## ENUNCIADO A
No excerto sobre os soldados desenhados por Alexandre Conefrey, converta numa lista mais curta o parágrafo que começa por "Os soldados das fardas", conservando os factos principais.
## ENUNCIADO B
Transcreva o trecho do excerto sobre os soldados desenhados por Alexandre Conefrey entre "Os soldados das" e "crimes e de nada.", inclusive, trocando "marcharam" por "avançaram".
## ENUNCIADO C
Prossiga o excerto sobre os soldados desenhados por Alexandre Conefrey a partir do ponto em que termina.

## PASSAGEM CITADA
——————

E depois? Ou seja, agora?

Depois da esperança e do extermínio, depois da esperança exterminada e do extermínio da esperança, o que é que os soldados nos oferecem ainda?

Não falo dos soldados reais, os novos soldados americanos, que apenas nos dão a segurança e o futuro, porque eles, eles “tordos morreram calçados” (They died with their boots on, Raoul Walsh, 1941). Falo dos soldados desenhados por Alexandre Conefrey na sua série de trabalhos O fim do Sacro Império / Descalça vai para a fonte (1998).

Os soldados das fardas, das estampas e dos aromas. Os soldados da velha Europa, velhíssimos, europeus e imperiais, os que marcharam durante um século inteiro, um século que levou quase cem anos a chegar ao fim. Os que marcharam descalços, os pés à flor do sangue, sobre os estafados campo da Europa. Iam formosos e não seguros. Fizeram o fim sem saber o que faziam. Deixaram uma nostalgia inviável. Cheia de crimes e de nada.

——————

## DADOS FORNECIDOS
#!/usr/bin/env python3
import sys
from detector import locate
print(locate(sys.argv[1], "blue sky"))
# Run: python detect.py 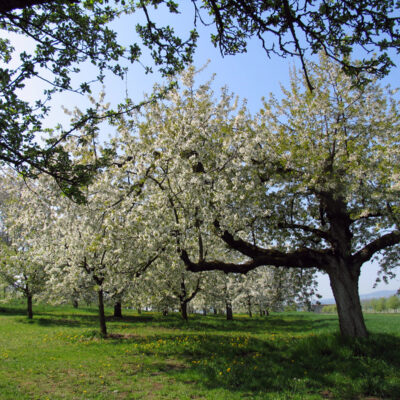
[10,2,400,298]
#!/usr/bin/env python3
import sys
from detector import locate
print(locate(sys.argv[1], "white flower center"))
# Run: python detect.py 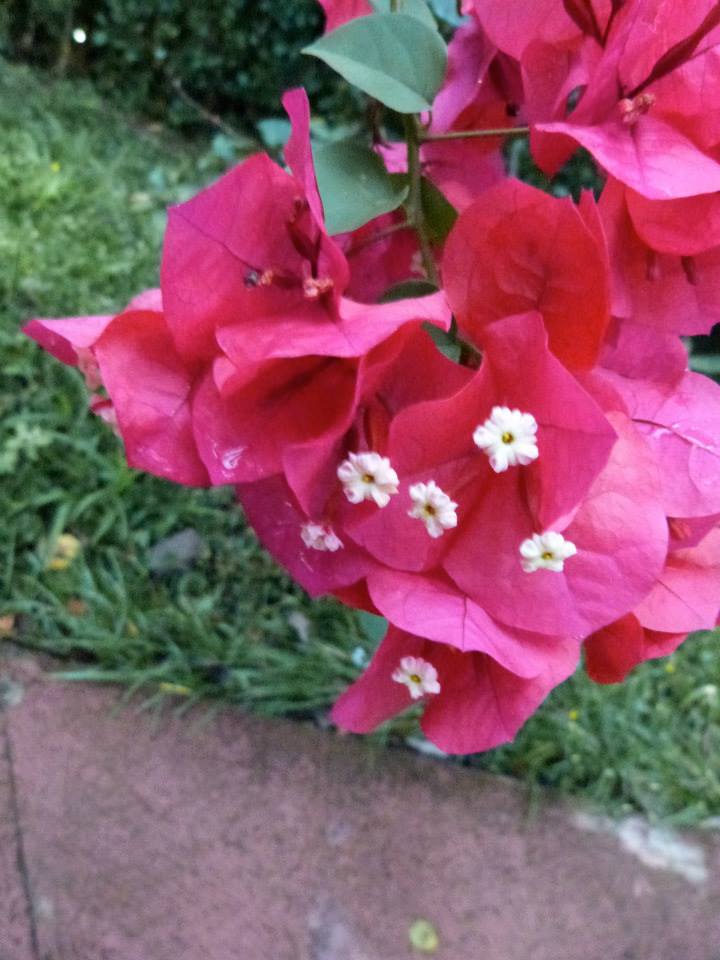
[520,530,577,573]
[337,451,400,507]
[408,480,457,537]
[392,657,440,700]
[473,407,538,473]
[300,520,343,553]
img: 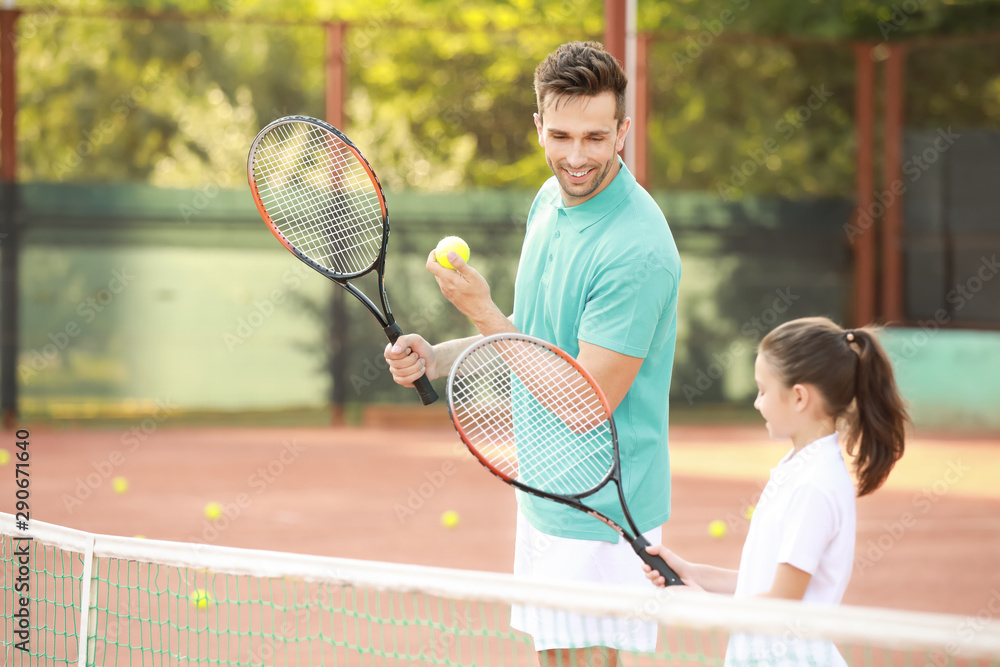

——————

## RESPOSTA DO EXERCÍCIO A
- São os soldados das fardas, das estampas e dos aromas, da velha Europa, europeus e imperiais.
- Marcharam durante um século inteiro, que levou quase cem anos a chegar ao fim.
- Marcharam descalços, com os pés à flor do sangue, sobre os campos da Europa.
- Iam formosos e não seguros.
- Fizeram o fim sem saber o que faziam.
- Deixaram uma nostalgia inviável, cheia de crimes e de nada.

## RESPOSTA DO EXERCÍCIO B
Os soldados das fardas, das estampas e dos aromas. Os soldados da velha Europa, velhíssimos, europeus e imperiais, os que avançaram durante um século inteiro, um século que levou quase cem anos a chegar ao fim. Os que avançaram descalços, os pés à flor do sangue, sobre os estafados campo da Europa. Iam formosos e não seguros. Fizeram o fim sem saber o que faziam. Deixaram uma nostalgia inviável. Cheia de crimes e de nada.

## RESPOSTA DO EXERCÍCIO C
Nestes soldados perdidos encontramos hoje a coincidência da juventude com a morte, do princípio com o fim, da utopia com o terror. O contorno de uma fascinante história podre fixado num olhar eternamente espantado.
Sobram as fardas, as estampas e as posturas.

No grande cemitério europeu floresceram jarros podres e listas, intermináveis listas, de vítimas.

Nous sommes tous de juifs allemands”. A paisagem da história. O jardim do ideal, lá onde a ordem se transformou em crime.

O olhar tem de ganhar altura, voar sobre os campos massacrados. Temos de ir mais para trás. Restaurar monumentos e consagrá-los ao amor de uma ordem e de uma paz anterior aos crimes da razão absoluta, totalitária. Desenhar uma aliança.

Onde é que se pode procurar? O que é que se consegue encontrar?

Encontramos as páginas dos velhos livros, as coroas de glórias de heróis mais sábios, os ornamentos da civilidades, os desenhos das letras de alfabetos mais nobres.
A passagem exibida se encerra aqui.